(Records)
• • • •
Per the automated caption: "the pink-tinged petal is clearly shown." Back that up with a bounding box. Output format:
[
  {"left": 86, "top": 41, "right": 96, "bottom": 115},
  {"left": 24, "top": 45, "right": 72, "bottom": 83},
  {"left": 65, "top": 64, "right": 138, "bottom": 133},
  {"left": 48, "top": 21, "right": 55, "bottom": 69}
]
• • • •
__Goal of the exercise__.
Every entry must be retyped in full, exactly as given.

__Response to the task__.
Per the automated caption: "the pink-tinged petal is clearly shown." Back that up with a bounding box. Output format:
[
  {"left": 86, "top": 41, "right": 96, "bottom": 115},
  {"left": 24, "top": 45, "right": 72, "bottom": 83},
  {"left": 65, "top": 64, "right": 138, "bottom": 133},
  {"left": 48, "top": 21, "right": 55, "bottom": 69}
]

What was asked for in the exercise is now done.